→ PROBLEM DESCRIPTION:
Print the line that contains "Task: indicate the canyon floor" and every line after it through the last line of the records below, exactly as written and nothing else.

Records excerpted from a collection

######

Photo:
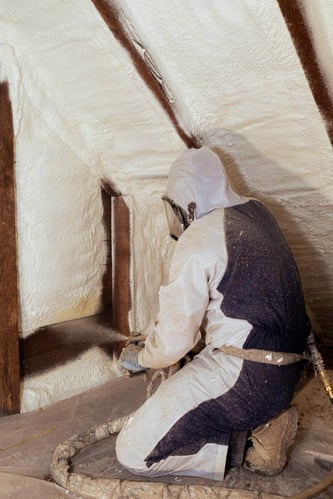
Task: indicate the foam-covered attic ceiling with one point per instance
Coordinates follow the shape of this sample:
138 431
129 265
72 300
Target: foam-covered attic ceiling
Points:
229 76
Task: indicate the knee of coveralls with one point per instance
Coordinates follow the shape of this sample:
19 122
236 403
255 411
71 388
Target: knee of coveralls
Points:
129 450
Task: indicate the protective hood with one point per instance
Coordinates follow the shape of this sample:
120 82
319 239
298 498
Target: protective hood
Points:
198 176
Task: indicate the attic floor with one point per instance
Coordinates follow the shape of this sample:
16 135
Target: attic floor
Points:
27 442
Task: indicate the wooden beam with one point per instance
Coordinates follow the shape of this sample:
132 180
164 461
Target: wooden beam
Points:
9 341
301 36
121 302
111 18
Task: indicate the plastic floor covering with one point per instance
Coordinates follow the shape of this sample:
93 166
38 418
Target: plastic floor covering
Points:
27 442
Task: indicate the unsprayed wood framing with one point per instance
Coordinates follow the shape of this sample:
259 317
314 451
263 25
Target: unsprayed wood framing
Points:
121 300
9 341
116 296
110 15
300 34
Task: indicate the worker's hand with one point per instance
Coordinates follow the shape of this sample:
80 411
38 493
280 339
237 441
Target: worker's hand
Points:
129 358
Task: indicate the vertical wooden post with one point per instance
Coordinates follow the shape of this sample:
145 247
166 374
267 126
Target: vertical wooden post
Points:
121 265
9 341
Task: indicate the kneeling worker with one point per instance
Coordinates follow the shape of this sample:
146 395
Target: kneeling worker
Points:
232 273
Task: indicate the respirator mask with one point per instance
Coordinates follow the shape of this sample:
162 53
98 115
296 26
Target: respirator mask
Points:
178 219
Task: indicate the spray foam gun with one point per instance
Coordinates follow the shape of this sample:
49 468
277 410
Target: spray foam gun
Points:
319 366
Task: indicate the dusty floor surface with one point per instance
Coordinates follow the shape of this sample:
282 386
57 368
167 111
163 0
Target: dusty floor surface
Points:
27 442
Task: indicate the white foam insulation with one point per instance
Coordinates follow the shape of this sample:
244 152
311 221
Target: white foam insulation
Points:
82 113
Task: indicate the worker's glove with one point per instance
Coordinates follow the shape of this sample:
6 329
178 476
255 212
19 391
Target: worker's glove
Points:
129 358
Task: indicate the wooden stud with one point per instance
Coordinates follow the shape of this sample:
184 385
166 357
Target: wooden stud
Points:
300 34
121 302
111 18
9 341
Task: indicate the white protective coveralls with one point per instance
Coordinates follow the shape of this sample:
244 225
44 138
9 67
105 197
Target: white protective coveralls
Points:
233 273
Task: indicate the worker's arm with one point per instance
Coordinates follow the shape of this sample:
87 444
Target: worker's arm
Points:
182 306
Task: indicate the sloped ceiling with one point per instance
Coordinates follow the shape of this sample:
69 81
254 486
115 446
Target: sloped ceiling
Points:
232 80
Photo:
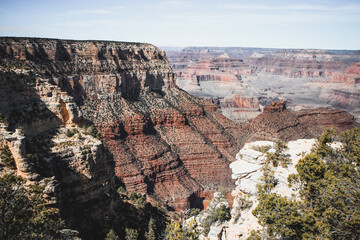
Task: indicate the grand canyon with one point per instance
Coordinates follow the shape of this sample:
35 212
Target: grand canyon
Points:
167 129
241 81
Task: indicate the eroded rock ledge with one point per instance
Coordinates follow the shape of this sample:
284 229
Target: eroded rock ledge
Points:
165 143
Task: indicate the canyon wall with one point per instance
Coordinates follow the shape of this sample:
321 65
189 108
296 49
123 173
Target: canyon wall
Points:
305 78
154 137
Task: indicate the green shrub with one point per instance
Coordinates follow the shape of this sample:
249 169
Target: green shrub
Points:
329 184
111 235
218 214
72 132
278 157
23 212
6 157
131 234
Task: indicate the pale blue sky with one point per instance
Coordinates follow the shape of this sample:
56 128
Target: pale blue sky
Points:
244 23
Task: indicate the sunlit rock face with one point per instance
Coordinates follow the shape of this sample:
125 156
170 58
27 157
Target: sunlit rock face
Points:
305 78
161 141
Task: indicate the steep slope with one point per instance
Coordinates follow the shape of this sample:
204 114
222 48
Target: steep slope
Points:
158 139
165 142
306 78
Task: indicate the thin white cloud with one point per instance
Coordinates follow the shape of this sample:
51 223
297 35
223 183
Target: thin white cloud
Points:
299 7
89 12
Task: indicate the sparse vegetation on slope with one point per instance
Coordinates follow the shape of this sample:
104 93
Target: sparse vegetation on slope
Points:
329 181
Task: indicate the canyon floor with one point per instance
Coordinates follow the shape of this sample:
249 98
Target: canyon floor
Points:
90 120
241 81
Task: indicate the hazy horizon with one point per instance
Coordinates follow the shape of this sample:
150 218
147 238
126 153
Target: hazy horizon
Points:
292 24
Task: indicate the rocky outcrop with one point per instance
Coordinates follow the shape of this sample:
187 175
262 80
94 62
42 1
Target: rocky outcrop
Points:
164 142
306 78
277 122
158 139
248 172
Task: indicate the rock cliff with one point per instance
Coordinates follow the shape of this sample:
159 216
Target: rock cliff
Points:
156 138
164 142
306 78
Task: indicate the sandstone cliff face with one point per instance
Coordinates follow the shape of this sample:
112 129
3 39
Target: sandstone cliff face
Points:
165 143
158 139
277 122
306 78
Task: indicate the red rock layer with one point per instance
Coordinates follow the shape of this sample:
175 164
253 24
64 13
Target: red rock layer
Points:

######

→ FULL SOLUTION:
Task: indicate the canyon floor with one point per instance
Coordinates follow the shape of this sample:
249 98
Target: canyon floor
Points:
90 120
241 81
Task: indicate the hazy horizon with one point per instance
Coordinates follow the shape of this sample:
150 218
147 238
126 153
Target: hazy horizon
Points:
292 24
Task: indicate the rocky outcrop with one point per instance
Coordinates follow the shape of this sample:
187 175
262 80
94 62
42 1
Target: rocky outcrop
Points:
164 142
306 78
277 122
158 139
248 172
Task: indicate the rock cliff with one point per instance
Coordinates follow the shape of this sample:
159 216
Target: rock cliff
Points:
156 138
164 142
306 78
Task: indicate the sandstone cliff face with one point per instance
Coordinates follow the shape of this sample:
112 129
3 39
Target: sandstone cliff face
Points:
165 143
158 139
277 122
306 78
Task: indicate the red rock layer with one point per instance
Coordinates follow the shape of this sample:
175 164
253 24
64 13
Target: red rock layer
Points:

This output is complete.